| Dataset content |

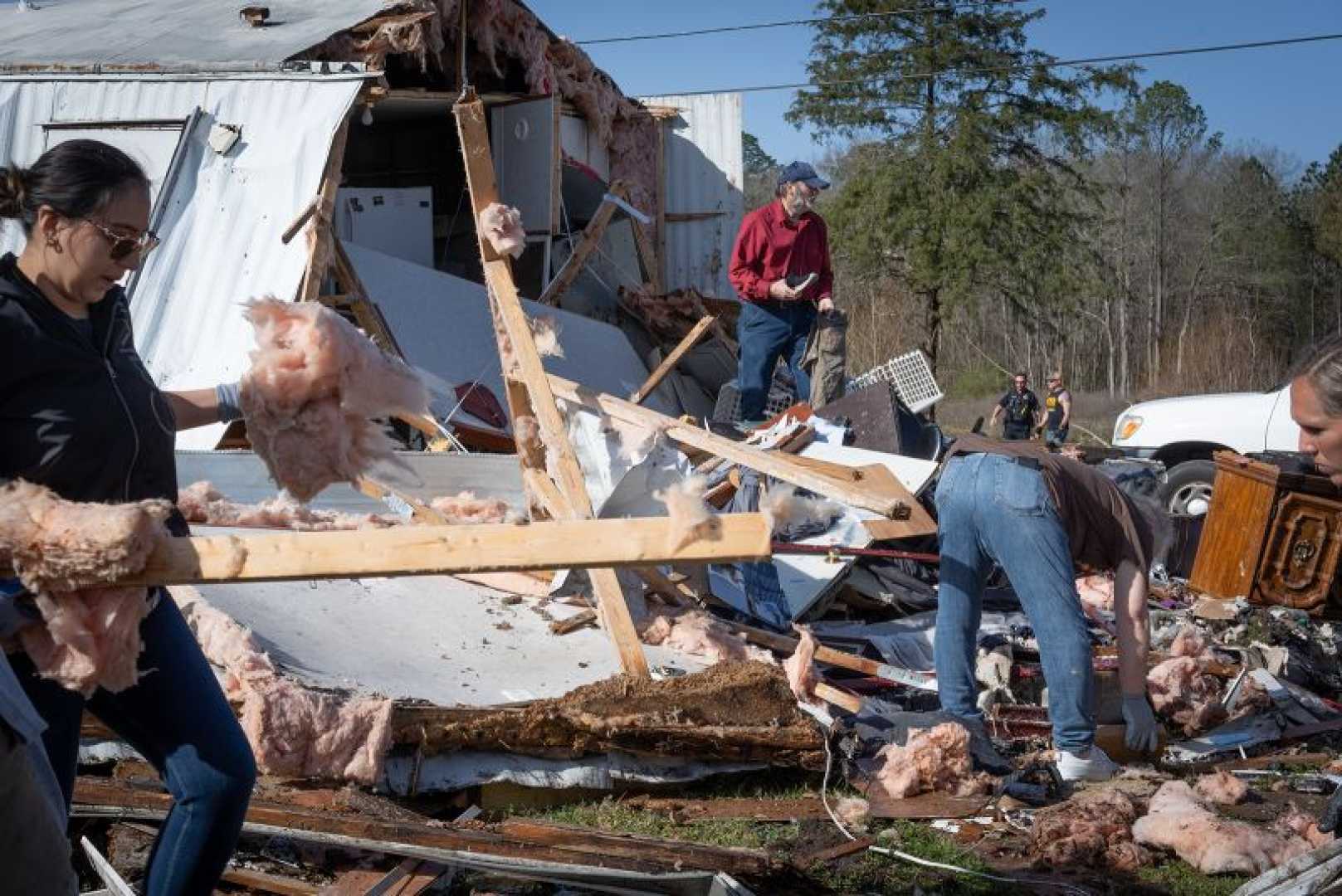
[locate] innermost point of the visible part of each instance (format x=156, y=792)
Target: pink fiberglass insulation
x=1091, y=829
x=785, y=509
x=466, y=509
x=545, y=333
x=58, y=545
x=1222, y=787
x=293, y=730
x=702, y=635
x=311, y=392
x=502, y=227
x=206, y=504
x=933, y=761
x=1183, y=822
x=89, y=639
x=800, y=667
x=1185, y=695
x=691, y=518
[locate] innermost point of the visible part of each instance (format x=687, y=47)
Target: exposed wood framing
x=426, y=550
x=667, y=365
x=530, y=373
x=587, y=245
x=772, y=463
x=319, y=254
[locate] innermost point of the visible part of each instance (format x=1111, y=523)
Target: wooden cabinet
x=1272, y=537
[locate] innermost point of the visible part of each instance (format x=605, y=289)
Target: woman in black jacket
x=81, y=415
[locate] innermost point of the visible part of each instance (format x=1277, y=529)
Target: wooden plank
x=587, y=245
x=269, y=883
x=669, y=363
x=774, y=465
x=101, y=798
x=317, y=252
x=498, y=275
x=428, y=550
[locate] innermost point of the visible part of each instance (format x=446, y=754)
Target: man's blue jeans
x=768, y=332
x=991, y=509
x=175, y=717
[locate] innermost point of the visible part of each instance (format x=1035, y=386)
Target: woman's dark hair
x=76, y=178
x=1322, y=368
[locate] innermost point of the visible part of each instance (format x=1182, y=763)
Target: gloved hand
x=1330, y=816
x=1144, y=731
x=17, y=608
x=228, y=397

| Requirement |
The response must contain exactly the lines from the one with "(format x=1182, y=763)" through the last line of the material above, both ends included, and no others.

| The answer |
[locate] innermost point of the visible part of each instance (format x=1182, y=763)
Target: gloved hand
x=1330, y=816
x=1144, y=731
x=17, y=608
x=228, y=397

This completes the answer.